* Entries from a pointing dataset *

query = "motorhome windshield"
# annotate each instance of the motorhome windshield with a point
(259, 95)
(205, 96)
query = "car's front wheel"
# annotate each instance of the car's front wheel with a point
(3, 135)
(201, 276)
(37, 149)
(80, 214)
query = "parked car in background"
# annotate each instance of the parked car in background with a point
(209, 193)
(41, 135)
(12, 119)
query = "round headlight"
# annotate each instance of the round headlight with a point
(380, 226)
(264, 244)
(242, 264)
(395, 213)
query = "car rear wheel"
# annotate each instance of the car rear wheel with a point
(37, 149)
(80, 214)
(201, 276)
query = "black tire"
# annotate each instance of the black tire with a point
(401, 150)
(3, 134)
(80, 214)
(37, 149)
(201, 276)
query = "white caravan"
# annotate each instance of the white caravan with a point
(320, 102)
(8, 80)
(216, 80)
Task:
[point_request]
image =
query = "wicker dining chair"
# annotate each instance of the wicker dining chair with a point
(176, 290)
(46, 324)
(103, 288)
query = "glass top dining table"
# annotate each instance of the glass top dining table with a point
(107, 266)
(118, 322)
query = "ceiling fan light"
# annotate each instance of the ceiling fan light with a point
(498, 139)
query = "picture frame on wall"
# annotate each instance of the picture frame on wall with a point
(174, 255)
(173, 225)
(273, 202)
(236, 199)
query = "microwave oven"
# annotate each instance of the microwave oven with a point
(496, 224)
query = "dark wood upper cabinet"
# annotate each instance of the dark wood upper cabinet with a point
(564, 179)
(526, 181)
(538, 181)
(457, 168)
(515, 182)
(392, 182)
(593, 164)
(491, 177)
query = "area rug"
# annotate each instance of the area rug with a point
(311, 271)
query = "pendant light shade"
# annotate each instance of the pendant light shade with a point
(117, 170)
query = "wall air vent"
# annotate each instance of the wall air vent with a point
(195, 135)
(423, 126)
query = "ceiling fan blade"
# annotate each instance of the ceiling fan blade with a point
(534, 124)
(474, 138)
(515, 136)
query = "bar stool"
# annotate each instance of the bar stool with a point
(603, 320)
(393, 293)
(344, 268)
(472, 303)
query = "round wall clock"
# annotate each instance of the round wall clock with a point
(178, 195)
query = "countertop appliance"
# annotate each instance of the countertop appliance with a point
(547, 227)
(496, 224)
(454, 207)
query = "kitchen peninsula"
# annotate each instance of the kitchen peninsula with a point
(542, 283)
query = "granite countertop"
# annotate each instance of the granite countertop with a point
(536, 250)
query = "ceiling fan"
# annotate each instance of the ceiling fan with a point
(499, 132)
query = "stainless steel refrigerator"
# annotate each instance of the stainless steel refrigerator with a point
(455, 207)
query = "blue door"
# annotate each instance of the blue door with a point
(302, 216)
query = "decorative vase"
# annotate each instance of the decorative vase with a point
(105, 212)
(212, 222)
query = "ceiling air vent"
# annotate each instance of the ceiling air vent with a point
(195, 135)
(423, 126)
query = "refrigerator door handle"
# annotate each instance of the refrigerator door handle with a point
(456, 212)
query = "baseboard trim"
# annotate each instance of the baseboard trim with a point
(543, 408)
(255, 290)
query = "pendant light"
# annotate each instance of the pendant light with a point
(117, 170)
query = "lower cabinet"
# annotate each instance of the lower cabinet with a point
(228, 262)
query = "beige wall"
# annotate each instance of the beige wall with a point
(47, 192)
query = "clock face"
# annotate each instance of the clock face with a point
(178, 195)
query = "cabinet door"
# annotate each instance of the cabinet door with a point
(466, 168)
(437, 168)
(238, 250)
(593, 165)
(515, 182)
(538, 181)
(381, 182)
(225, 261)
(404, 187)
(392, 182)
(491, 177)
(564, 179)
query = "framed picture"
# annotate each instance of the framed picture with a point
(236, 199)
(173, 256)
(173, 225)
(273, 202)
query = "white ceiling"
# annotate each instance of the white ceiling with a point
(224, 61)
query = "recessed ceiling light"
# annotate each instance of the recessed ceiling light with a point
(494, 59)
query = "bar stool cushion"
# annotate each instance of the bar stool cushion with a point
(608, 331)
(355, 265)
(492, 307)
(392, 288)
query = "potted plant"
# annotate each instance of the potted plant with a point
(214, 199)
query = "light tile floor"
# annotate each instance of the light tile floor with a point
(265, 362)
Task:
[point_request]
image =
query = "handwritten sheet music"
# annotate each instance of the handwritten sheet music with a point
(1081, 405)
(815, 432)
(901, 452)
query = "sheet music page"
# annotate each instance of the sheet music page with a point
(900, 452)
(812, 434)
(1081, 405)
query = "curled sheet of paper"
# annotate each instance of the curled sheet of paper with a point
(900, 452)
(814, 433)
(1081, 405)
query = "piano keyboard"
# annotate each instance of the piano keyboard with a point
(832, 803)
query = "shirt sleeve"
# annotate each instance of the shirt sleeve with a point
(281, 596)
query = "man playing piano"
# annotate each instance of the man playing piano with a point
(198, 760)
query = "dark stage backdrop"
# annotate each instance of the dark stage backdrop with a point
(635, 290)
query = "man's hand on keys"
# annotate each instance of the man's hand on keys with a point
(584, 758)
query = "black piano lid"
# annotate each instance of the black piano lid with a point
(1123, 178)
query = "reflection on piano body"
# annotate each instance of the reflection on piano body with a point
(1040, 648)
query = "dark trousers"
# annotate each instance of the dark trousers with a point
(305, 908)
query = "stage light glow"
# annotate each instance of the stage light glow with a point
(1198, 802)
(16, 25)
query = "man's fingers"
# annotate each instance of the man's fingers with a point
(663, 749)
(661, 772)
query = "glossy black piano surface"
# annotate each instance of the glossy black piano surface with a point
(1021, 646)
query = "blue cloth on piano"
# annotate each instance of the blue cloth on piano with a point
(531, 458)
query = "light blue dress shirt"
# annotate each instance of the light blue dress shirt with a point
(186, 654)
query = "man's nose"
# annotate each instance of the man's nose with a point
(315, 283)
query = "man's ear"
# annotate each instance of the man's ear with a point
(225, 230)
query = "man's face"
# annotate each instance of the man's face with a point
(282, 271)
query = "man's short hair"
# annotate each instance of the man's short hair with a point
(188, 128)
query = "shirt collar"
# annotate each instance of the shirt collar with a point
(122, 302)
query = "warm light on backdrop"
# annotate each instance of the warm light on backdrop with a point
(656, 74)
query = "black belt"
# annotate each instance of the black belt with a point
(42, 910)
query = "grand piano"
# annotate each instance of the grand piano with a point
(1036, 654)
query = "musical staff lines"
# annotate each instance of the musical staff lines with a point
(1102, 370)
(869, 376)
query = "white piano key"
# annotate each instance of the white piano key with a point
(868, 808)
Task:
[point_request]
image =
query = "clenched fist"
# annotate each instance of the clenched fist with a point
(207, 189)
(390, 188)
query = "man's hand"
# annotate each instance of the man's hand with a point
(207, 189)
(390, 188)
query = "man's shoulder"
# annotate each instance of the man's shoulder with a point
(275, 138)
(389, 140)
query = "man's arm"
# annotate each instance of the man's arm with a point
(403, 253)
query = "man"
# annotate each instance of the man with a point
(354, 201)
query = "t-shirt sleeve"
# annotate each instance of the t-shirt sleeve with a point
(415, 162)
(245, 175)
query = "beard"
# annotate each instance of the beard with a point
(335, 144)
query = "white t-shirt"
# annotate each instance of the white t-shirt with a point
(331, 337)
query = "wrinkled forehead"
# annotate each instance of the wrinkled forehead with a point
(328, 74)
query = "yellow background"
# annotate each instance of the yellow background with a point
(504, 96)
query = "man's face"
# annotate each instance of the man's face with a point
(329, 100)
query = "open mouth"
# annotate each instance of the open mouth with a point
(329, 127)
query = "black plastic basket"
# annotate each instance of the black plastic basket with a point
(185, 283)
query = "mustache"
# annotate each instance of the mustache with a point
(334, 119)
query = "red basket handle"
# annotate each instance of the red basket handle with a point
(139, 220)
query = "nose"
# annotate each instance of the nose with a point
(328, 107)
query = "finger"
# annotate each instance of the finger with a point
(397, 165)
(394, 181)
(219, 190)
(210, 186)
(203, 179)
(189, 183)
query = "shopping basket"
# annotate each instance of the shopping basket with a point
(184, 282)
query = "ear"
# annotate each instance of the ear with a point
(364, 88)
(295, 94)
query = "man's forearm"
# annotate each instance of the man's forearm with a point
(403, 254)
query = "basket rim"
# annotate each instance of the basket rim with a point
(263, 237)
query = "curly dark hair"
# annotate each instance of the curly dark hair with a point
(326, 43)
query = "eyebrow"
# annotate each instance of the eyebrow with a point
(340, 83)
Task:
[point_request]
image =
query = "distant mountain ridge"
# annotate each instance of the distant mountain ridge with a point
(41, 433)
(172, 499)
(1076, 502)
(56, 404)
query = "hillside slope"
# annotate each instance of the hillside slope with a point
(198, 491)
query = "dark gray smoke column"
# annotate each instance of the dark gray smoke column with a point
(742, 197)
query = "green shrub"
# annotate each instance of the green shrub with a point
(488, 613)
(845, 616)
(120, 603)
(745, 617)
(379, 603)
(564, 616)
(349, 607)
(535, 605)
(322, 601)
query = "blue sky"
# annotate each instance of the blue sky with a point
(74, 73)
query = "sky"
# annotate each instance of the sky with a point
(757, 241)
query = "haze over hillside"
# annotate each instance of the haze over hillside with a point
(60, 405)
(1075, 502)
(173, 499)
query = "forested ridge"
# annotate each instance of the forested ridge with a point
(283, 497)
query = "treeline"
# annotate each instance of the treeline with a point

* Task brief *
Return every line of the listing that contains the string "clenched", treating uppercase and lowercase as different.

* Solution for this exercise *
query = "clenched fist"
# annotate each instance of the clenched fist with a point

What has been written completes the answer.